* [WHAT TO PRODUCE]: Convert all of the data below into a two-column CSV with the headers input and output, one row for each input with its output. Put each field in double quotes, replace line breaks with spaces, and leave out the pictures.

[Excerpts from location labeling data]
· · ·
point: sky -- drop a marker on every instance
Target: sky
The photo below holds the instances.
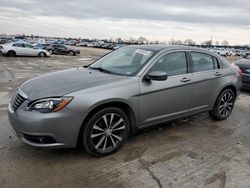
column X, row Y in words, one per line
column 154, row 19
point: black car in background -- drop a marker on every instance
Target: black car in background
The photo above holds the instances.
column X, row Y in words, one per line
column 244, row 65
column 41, row 45
column 4, row 41
column 61, row 49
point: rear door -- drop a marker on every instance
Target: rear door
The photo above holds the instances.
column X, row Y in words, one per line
column 61, row 49
column 207, row 73
column 164, row 100
column 29, row 50
column 19, row 48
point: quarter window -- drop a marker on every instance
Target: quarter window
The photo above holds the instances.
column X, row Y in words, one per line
column 28, row 46
column 173, row 64
column 204, row 62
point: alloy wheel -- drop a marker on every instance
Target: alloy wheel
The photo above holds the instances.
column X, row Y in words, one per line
column 107, row 132
column 226, row 104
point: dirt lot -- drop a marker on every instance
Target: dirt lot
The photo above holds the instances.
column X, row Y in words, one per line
column 196, row 152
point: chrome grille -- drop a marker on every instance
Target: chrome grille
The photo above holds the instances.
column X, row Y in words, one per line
column 17, row 101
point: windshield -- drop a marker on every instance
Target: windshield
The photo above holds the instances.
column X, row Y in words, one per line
column 124, row 61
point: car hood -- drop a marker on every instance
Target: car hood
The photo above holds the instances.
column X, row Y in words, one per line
column 243, row 63
column 65, row 82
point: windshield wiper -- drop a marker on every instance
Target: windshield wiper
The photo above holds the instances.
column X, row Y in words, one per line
column 100, row 69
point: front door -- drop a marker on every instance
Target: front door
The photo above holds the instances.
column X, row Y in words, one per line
column 164, row 100
column 206, row 75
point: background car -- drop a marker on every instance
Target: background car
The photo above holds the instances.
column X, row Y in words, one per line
column 22, row 49
column 4, row 41
column 62, row 49
column 41, row 45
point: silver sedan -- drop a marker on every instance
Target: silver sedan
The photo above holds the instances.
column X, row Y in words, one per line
column 98, row 106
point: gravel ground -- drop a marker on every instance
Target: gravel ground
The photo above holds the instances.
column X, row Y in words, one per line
column 195, row 152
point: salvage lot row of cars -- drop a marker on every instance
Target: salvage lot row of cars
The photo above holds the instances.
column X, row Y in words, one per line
column 25, row 49
column 105, row 88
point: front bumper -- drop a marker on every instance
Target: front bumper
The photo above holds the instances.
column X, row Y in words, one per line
column 246, row 81
column 54, row 130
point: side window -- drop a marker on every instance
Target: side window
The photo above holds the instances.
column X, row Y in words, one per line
column 173, row 64
column 20, row 45
column 216, row 63
column 28, row 46
column 204, row 62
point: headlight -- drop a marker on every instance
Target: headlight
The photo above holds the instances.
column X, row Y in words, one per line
column 50, row 104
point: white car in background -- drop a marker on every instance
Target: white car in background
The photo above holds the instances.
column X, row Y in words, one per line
column 22, row 49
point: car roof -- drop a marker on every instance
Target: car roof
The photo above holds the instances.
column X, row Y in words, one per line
column 159, row 47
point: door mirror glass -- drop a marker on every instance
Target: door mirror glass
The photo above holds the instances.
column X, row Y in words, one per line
column 157, row 75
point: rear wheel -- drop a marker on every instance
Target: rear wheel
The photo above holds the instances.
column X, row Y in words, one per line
column 224, row 105
column 42, row 54
column 50, row 51
column 11, row 53
column 71, row 53
column 106, row 132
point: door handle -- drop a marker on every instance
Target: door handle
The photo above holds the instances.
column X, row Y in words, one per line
column 218, row 74
column 185, row 79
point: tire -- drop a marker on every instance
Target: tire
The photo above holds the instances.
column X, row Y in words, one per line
column 224, row 105
column 105, row 132
column 71, row 53
column 11, row 53
column 42, row 54
column 50, row 51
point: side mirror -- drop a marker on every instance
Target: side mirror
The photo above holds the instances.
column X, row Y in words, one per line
column 157, row 75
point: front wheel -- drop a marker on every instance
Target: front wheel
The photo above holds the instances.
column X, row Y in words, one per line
column 224, row 105
column 11, row 53
column 105, row 132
· · ·
* [SOLUTION BELOW]:
input,output
"point: sky -- drop a marker on every instance Target: sky The photo below holds the instances. column X, row Y in words, one per line","column 154, row 19"
"point: black car in background -- drop a marker on every instance Target: black car in background The photo above holds the instances. column X, row Y in words, one per line","column 244, row 65 column 41, row 45 column 4, row 41 column 61, row 49"
"point: rear door -- drop a marker on every instance Target: rear door The photo above holds the instances. column X, row Y in words, one per line","column 61, row 49 column 207, row 73 column 164, row 100 column 29, row 50 column 19, row 48"
"point: quarter window -- drop a marker on every instance Target: quarter window The photo above holds the instances. column X, row Y in words, one per line","column 28, row 46 column 173, row 64 column 204, row 62"
"point: alloy wheel -- drop a marker on every instance Target: alloy wheel The photo above holds the instances. column X, row Y in words, one per line","column 107, row 132 column 226, row 104"
"point: dirt lot -- drop a marker on every instance Target: dirt lot The photo above holds the instances. column X, row Y in words, one per line","column 196, row 152"
"point: chrome grille -- drop a marker on every instance Target: chrome grille The photo above holds the instances. column X, row Y in words, one per line","column 17, row 101"
"point: windshield -- drop a marker on every instance Target: windshield The photo above holds the instances. column X, row Y in words, one per line","column 124, row 61"
"point: car hood -- drop a marker on every instance Target: car hood The photo above holds the instances. column X, row Y in words, one per line","column 243, row 63 column 65, row 82"
"point: windshield wiper -- drop a marker on every instance Target: windshield wiper The photo above holds the instances. column X, row Y in words, one per line","column 100, row 69"
"point: front door -- drop a marker on every instance Target: front door The photo above holds the instances. column X, row Y in words, one per line","column 164, row 100 column 206, row 75"
"point: background car -- drop a marker on every instance Target: background car The photo above holds the instances. column X, row Y in words, one per line","column 22, row 49 column 4, row 41 column 62, row 49 column 41, row 45"
"point: silver sedan -- drop a marker on every instance Target: silver sedan The photo above holds the instances. column X, row Y in words, one per line","column 98, row 106"
"point: gravel ground -- drop a marker on every instance Target: gravel ground The photo above holds the instances. column X, row Y in words, one per line","column 195, row 152"
"point: salvage lot row of cars -- drop a marker on every instance Target: salvage lot row of cars The photo above holds the instances. column X, row Y in words, one per line","column 25, row 49 column 105, row 88"
"point: front bumper -- drop a marker on every instance Target: front bumper The photo above holds the instances. column X, row Y in words, one per line","column 246, row 81 column 54, row 130"
"point: side window -- drop a marker on every instance Target: side window The photo above holds the instances. column X, row Y in words, one per line","column 173, row 64 column 20, row 45 column 216, row 63 column 28, row 46 column 204, row 62"
"point: headlight -- drop a marker on every instance Target: headlight The photo above holds the instances. column X, row Y in words, one per line","column 50, row 104"
"point: white car in background -- drop a marker on every instance Target: white car in background The photo above holds the instances. column X, row Y in words, one per line","column 22, row 49"
"point: car roof -- drop a marker on every instance Target: car roof The photo above holds the instances. column X, row Y in words, one per line","column 159, row 47"
"point: door mirror glass -- drop a marker on every instance Target: door mirror glass The photo above holds the instances. column X, row Y in words, one per line","column 157, row 75"
"point: rear wheel -- drop a marker on every instance Target: rear wheel The photo above holds the instances. column X, row Y in words, one per line","column 224, row 105 column 42, row 54 column 50, row 51 column 11, row 53 column 71, row 53 column 106, row 132"
"point: door handle -- drop a marker on every instance Target: door handle The photo above holds the instances. column X, row Y in words, one per line","column 218, row 74 column 185, row 79"
"point: tire -- drop a marker on every instance Target: tire The photo above holds the instances. column X, row Y in words, one per line","column 224, row 105 column 105, row 132 column 71, row 53 column 11, row 53 column 42, row 54 column 50, row 51"
"point: side mirror -- drop a marker on every instance Target: side mirror The photo above holds the instances. column X, row Y in words, one per line","column 157, row 75"
"point: front wheel -- drop a marker on every instance Target: front wheel The photo above holds the instances. column X, row Y in words, one per line","column 224, row 105 column 11, row 53 column 105, row 132"